(Natural-language object grounding data)
___

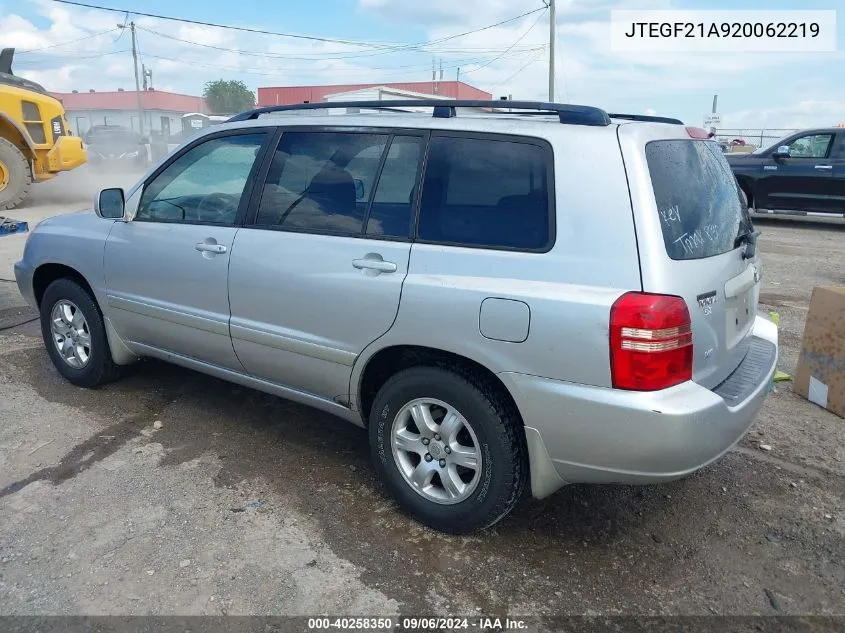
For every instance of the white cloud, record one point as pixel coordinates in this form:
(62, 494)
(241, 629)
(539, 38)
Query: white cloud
(774, 89)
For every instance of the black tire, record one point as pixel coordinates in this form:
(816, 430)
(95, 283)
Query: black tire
(501, 439)
(100, 368)
(19, 176)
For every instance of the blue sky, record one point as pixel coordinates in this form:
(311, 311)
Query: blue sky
(773, 90)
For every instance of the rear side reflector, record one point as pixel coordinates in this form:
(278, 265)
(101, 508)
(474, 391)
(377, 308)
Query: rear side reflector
(650, 342)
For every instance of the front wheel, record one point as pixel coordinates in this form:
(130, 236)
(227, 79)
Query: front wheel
(15, 177)
(75, 335)
(449, 447)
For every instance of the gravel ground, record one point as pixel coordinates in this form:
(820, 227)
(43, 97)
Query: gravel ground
(241, 503)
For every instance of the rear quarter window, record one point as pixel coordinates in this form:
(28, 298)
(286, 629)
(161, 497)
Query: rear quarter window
(698, 200)
(491, 193)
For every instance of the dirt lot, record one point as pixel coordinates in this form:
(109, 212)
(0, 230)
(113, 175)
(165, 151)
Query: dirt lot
(246, 504)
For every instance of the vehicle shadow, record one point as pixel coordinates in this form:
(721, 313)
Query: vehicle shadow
(801, 222)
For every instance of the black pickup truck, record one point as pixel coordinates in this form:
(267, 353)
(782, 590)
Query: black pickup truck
(802, 174)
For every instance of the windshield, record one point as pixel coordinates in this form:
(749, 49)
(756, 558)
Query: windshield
(701, 210)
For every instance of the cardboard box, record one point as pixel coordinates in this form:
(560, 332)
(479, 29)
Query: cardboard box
(821, 367)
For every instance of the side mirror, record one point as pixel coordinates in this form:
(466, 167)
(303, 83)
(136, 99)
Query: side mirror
(110, 204)
(781, 153)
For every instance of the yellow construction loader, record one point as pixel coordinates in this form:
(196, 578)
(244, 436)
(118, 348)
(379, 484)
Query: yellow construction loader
(35, 141)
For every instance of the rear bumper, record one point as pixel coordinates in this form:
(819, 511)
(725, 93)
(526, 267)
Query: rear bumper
(583, 434)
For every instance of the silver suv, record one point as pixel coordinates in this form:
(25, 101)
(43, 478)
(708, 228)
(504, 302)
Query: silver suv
(503, 294)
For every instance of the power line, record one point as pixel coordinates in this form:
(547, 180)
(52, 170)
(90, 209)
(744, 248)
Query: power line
(292, 35)
(517, 41)
(53, 61)
(300, 56)
(272, 71)
(81, 39)
(531, 61)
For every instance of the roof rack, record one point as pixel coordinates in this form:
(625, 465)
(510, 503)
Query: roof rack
(646, 118)
(445, 108)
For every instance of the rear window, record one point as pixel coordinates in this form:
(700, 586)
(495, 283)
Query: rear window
(698, 200)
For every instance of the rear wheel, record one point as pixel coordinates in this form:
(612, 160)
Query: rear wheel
(75, 336)
(449, 447)
(15, 177)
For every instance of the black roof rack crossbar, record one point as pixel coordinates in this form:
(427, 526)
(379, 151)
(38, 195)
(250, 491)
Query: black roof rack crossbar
(573, 114)
(646, 118)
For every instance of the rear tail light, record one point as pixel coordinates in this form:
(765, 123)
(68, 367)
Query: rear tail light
(650, 342)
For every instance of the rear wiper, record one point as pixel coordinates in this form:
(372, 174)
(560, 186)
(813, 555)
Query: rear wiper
(749, 238)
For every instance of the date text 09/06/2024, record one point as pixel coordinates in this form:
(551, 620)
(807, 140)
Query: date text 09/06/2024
(477, 623)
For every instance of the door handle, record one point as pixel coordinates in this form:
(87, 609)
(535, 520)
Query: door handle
(205, 247)
(374, 264)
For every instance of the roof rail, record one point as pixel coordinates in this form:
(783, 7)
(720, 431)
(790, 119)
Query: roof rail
(445, 108)
(647, 118)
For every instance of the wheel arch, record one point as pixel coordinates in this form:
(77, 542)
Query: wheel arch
(385, 362)
(47, 273)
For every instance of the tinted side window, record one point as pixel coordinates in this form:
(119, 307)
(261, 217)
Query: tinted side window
(321, 181)
(205, 184)
(390, 212)
(481, 192)
(813, 146)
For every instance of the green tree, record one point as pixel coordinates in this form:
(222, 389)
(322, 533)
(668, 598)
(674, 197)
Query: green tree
(228, 96)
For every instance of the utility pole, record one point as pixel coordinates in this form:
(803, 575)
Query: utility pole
(137, 79)
(552, 24)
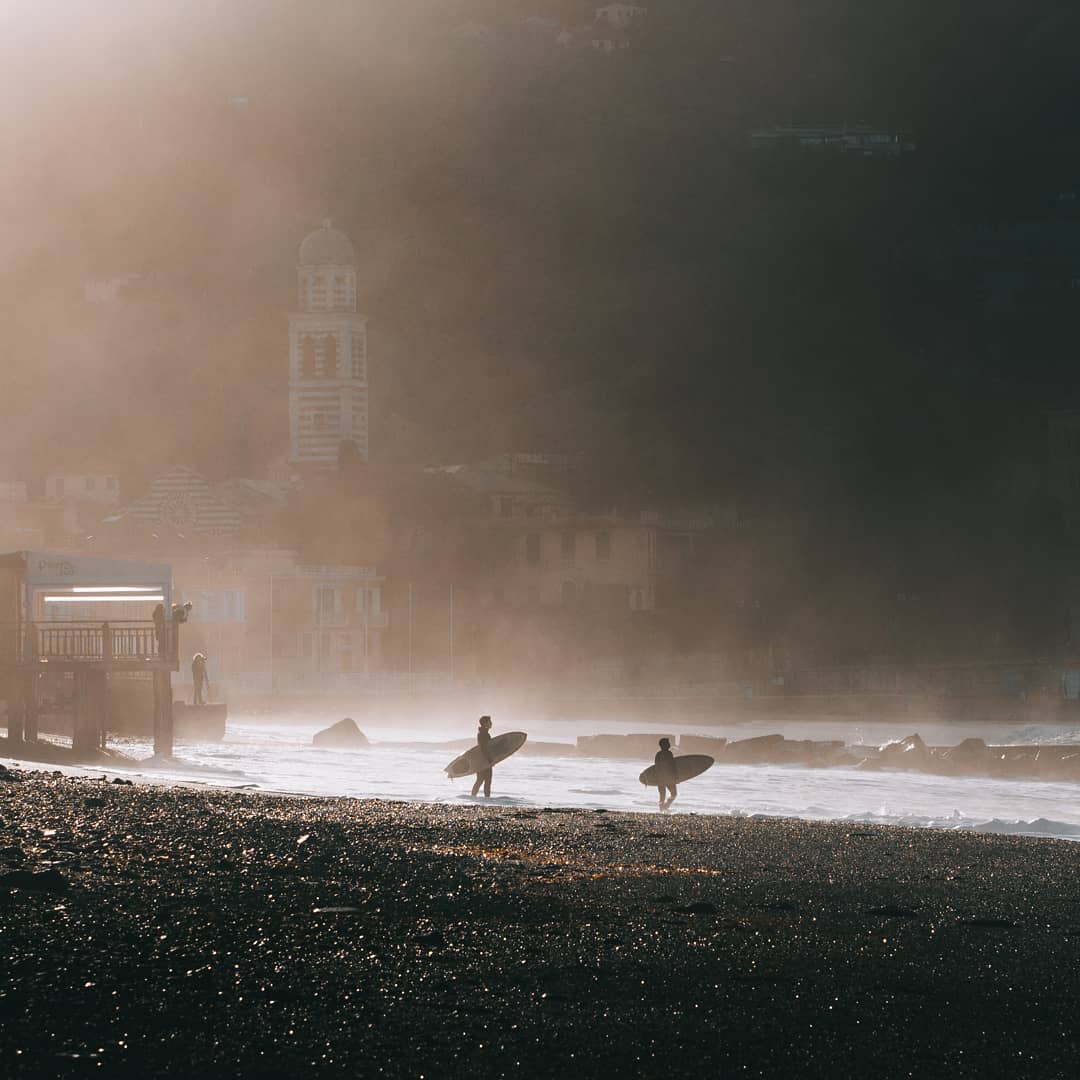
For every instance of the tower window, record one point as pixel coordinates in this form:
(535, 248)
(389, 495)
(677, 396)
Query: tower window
(532, 549)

___

- _TASK GOAL_
Reproduce each entry word for word and cut the images.

- _ANSWER FOR THIS EXERCISE_
For every instance of the white cloud, record one point as pixel coordinates in this form:
(62, 494)
(241, 629)
(539, 38)
Query: white cloud
(774, 89)
For every instance of the black tire, record one point as pixel coordinates in this form:
(816, 430)
(95, 283)
Query: black tire
(501, 439)
(100, 368)
(19, 176)
For every instance of the blue sky, record one point as pixel coordinates in this form:
(311, 311)
Query: blue sky
(773, 90)
For every instance of the rear side reflector, record one point as pixel coordinates in this form:
(278, 265)
(101, 508)
(474, 391)
(377, 308)
Query: rear side reflector
(650, 342)
For every instance of the front wheel, record one point as pixel coordinates in this form:
(130, 236)
(227, 79)
Query: front wheel
(15, 177)
(75, 335)
(449, 447)
For every instance of the gravel ground, record one point as pixel coordinates in this form:
(820, 227)
(43, 97)
Query: gravel ground
(241, 503)
For every instance of the rear quarter window, record one point as pixel coordinates in this form:
(28, 298)
(286, 629)
(161, 497)
Query: rear quarter window
(698, 200)
(491, 193)
For every instance of the dirt lot, record one point as pixel coordinates in this form:
(109, 212)
(0, 230)
(113, 175)
(165, 151)
Query: dirt lot
(246, 504)
For every instance of the vehicle shadow, record one point as pixel coordinates in this form:
(721, 313)
Query: vehicle shadow
(801, 222)
For every instance of the black pickup truck, record one point as pixel coordinates in this form:
(267, 353)
(782, 590)
Query: black pickup truck
(802, 174)
For every instance of the windshield, record one point as pixel coordinates in this form:
(749, 49)
(756, 558)
Query: windshield
(701, 210)
For every instance of the cardboard box, record one point as pixel coordinates in this form:
(560, 332)
(479, 29)
Query: cardboard box
(821, 367)
For every instance of the side mirror, record one point as pixel coordinates in this form:
(466, 167)
(303, 83)
(136, 99)
Query: side mirror
(110, 204)
(781, 153)
For every instance of the yellow construction loader, record one point as pixel coordinates in this form:
(196, 578)
(244, 436)
(118, 348)
(379, 484)
Query: yellow construction loader
(35, 141)
For every instance of the rear bumper, record one point as pixel coordinates in this form:
(819, 511)
(725, 93)
(526, 267)
Query: rear bumper
(583, 434)
For every instance of the silver suv, record one point as pixel coordinates in this form:
(25, 101)
(43, 478)
(708, 228)
(504, 302)
Query: silver suv
(503, 294)
For every instance of the power line, record one point as pixel coordinates in this form:
(547, 180)
(52, 170)
(90, 209)
(744, 248)
Query: power line
(292, 35)
(517, 41)
(53, 61)
(300, 56)
(272, 71)
(81, 39)
(531, 61)
For every instance of the roof rack, record one point as pixel coordinates in this form:
(625, 465)
(510, 503)
Query: roof rack
(646, 118)
(445, 108)
For every instance of the rear window, record one point as pixel coordinates in this form:
(700, 586)
(495, 283)
Query: rear window
(698, 200)
For every instance of the rear wheel, record one point as pixel coordinates in this form:
(612, 160)
Query: rear wheel
(75, 336)
(449, 447)
(15, 177)
For every instance of the black roof rack crossbar, record one point as pixel coordinates in this form:
(427, 526)
(379, 151)
(38, 195)
(250, 491)
Query: black roof rack crossbar
(573, 114)
(646, 118)
For every instance of the rear tail light, record one point as pixel coordinates in this form:
(765, 123)
(68, 367)
Query: rear tail light
(650, 342)
For every instance of the rear wiper, record one point as pixel coordinates in this form:
(372, 174)
(560, 186)
(813, 555)
Query: rear wiper
(749, 238)
For every instance of the date text 09/06/2024, record one point as pixel coordinates in this form:
(551, 620)
(807, 140)
Query: date text 09/06/2024
(477, 623)
For every instance of the door handle, record one point as pixel coordinates in this form:
(87, 609)
(535, 520)
Query: door handle
(205, 247)
(374, 264)
For every instance of the roof rail, record one point as pixel coordinates in this form:
(783, 7)
(720, 431)
(790, 119)
Query: roof rail
(445, 108)
(647, 118)
For every instance of the wheel arch, record one point as pixel coordinates in this form:
(77, 542)
Query: wheel arch
(385, 362)
(47, 273)
For every instance of the tinted side window, record one point as pixel coordinates in this form:
(119, 307)
(261, 217)
Query: tinted side window
(321, 181)
(205, 184)
(390, 212)
(481, 192)
(813, 146)
For every instance of the green tree, record one point as pixel coordinates in this form:
(222, 389)
(322, 533)
(668, 598)
(674, 197)
Query: green tree
(228, 96)
For every instance of the utility pole, record one point as pixel coordinates in this form:
(803, 575)
Query: utility pole
(137, 79)
(552, 24)
For every instance of the tower window, record one point as pixel coordinates in this form:
(535, 248)
(389, 495)
(677, 396)
Query: tower window
(532, 549)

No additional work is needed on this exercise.